[WORK INSTRUCTIONS] Rewrite every row below, swapping "pixel coordinates" for "x-y coordinates" wherever it occurs and leaving all other text as is.

[MATERIAL]

★ ★ ★ ★ ★

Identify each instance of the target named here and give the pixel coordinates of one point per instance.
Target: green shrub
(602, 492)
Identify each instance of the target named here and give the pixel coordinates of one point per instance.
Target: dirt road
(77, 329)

★ ★ ★ ★ ★

[COMPLETED TASK]
Identify each instance of the target named here and give the x-y coordinates of one point per instance.
Target: green shrub
(602, 492)
Identify each instance of the target named here and give the x-y coordinates of one point per instance.
Target: dirt road
(77, 329)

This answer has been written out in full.